> AIM OF THE TASK
Write the data out again exactly and in full.

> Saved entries
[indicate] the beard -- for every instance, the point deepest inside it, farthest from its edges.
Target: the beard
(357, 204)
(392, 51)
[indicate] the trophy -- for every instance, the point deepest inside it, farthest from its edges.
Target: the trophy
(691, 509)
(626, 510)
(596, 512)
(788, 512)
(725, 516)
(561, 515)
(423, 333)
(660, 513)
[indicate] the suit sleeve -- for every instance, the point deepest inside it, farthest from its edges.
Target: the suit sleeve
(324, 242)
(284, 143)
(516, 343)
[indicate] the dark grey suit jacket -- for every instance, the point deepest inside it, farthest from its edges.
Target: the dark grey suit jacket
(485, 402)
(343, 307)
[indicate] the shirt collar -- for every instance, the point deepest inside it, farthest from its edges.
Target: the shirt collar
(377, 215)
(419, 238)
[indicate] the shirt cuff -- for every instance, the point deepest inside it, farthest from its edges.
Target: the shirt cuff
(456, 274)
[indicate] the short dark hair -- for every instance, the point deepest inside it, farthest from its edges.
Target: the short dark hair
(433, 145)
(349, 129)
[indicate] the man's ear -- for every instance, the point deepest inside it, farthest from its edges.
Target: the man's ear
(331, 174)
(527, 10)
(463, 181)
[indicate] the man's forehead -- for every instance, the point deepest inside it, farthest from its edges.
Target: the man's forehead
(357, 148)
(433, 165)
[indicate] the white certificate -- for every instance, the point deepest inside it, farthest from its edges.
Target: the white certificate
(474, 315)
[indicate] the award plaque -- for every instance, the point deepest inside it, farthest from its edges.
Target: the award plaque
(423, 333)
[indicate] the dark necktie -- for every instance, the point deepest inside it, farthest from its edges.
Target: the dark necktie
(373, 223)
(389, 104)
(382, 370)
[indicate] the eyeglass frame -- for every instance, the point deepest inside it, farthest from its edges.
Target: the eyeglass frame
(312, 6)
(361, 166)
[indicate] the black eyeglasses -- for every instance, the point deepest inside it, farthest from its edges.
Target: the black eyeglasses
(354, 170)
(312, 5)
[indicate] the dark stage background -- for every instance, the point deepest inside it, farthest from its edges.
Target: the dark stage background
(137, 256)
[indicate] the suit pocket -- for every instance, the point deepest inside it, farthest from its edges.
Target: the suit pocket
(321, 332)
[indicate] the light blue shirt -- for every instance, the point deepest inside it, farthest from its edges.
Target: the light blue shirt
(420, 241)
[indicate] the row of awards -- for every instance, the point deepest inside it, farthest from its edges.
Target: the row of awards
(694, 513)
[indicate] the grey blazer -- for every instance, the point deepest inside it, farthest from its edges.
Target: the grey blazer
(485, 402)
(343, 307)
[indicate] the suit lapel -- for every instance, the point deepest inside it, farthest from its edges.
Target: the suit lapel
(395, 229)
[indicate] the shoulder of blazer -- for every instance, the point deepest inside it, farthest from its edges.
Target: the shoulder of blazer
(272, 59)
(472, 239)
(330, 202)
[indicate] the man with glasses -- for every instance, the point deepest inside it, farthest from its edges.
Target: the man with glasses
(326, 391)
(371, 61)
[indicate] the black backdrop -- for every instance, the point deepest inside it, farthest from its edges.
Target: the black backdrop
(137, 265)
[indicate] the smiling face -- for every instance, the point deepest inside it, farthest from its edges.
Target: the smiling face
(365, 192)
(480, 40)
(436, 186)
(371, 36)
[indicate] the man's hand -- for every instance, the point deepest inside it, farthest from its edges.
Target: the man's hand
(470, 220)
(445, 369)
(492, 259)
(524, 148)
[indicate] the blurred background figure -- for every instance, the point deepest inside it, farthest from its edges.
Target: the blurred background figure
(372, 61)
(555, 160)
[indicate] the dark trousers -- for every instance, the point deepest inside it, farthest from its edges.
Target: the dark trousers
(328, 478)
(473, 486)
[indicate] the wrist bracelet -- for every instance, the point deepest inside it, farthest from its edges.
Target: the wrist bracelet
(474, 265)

> RESPONSE AREA
[indicate] the beard -- for every instance, the point deepest inside it, farthest from its edges.
Target: the beard
(357, 204)
(392, 51)
[indicate] the trophy -- for every instance, the point deepest inside it, farthest from its edges.
Target: the trophy
(691, 509)
(626, 510)
(596, 512)
(788, 512)
(725, 516)
(561, 515)
(423, 333)
(660, 513)
[indicate] the suit sleeve -- for every instance, the point deepest inside it, farthest from its edges.
Target: the suit sleeve
(324, 242)
(284, 143)
(516, 343)
[indicate] the dark grey suit jacket -- for every instance, the point deepest inside it, farthest from its edges.
Target: the dark grey suit jacket
(485, 402)
(343, 307)
[indicate] the shirt collar -- for every instance, the point deepest inside it, farthest from its edges.
Target: the shirt collar
(377, 215)
(419, 238)
[indicate] the shirt cuff -- for every instance, the point deepest inside it, farthest from its edges.
Target: the shirt cuff
(456, 274)
[indicate] the short dark hair -- for every instance, the point deepest inside it, farthest from its edges.
Target: the short dark hair
(433, 145)
(349, 129)
[indicate] the man's ear -- for every instance, the point deepest inside it, farthest from its edges.
Target: the man's ear
(331, 174)
(527, 10)
(463, 181)
[indicate] the man's forehead -- for every instance, the point deepest inside it, farthest from its edges.
Target: the man's forehead
(357, 148)
(433, 165)
[indicate] the white certificate -- for every instance, the point deepest inside it, farthest from its edges.
Target: the white certificate
(474, 315)
[indicate] the award plaque -- for every instance, the point deepest inside it, farthest from its edges.
Target: the award plaque
(423, 333)
[indicate] the dark necktie -- for every instance, the point deepest inside it, farthest from its edges.
Target: the dark necktie
(373, 223)
(389, 104)
(382, 370)
[indicate] the eyeglass frame -- for every instance, the point deepest inside it, farthest from its edges.
Target: the eyeglass frame
(312, 6)
(361, 166)
[indicate] the black eyeglasses -- for every instance, the point deepest inside it, farthest from its edges.
Target: the black eyeglasses
(354, 170)
(312, 5)
[indicate] the dark stage background -- for every instance, the point deepest inside it, farthest from its edges.
Target: the dark stage background
(137, 256)
[indicate] the suit pocket -- for every instance, the point deepest inside it, farthest from its edges.
Target: the suit pocket
(321, 332)
[indicate] the light blue shirt -- for every instance, the point deepest inside it, farthest from its edges.
Target: the light blue shirt
(420, 241)
[indicate] the row of awards -- for every instance, the point deepest inside it, farthest from its edges.
Target: the row of awards
(694, 513)
[indicate] the grey blazer -- for every instance, the point deepest inside it, farthest from its edges.
Target: the grey blazer
(485, 402)
(343, 307)
[indicate] the suit lapel -- for every instance, the point deepest inside it, farthest from its edges.
Target: the suit lapel
(395, 229)
[indicate] the shoulder of blazer -- for every instance, the point deepest inside it, farthest from its edges.
Target: the shoulder of blazer
(272, 59)
(472, 239)
(330, 202)
[indicate] the man with glasses -- for every instance, the point deepest inside it, farthest from its edges.
Target: the man with glasses
(326, 391)
(371, 61)
[indicate] the black backdrop -- for every instance, the point deepest inside it, farthest from its edges.
Target: the black backdrop
(137, 265)
[indicate] the smiling face -- for every instance, the point deepest inside it, farthest from its edges.
Target: the smiling face
(365, 192)
(480, 40)
(436, 186)
(371, 36)
[indicate] the man's hand -- for every instance, the point deepest inside it, farthest from its edges.
Target: the man's hand
(470, 220)
(445, 369)
(492, 259)
(524, 148)
[indicate] the blurred background figure -- for every instance, the point deepest inside it, farthest from its edges.
Target: the blurred background figure
(372, 61)
(555, 160)
[indicate] the dark trousers -- for every instance, the point deepest inside it, farthest from its edges.
Target: the dark trousers
(328, 478)
(473, 486)
[indicate] the wrist bracelet -- for every instance, the point deepest inside it, farthest from its edges.
Target: the wrist bracelet
(474, 265)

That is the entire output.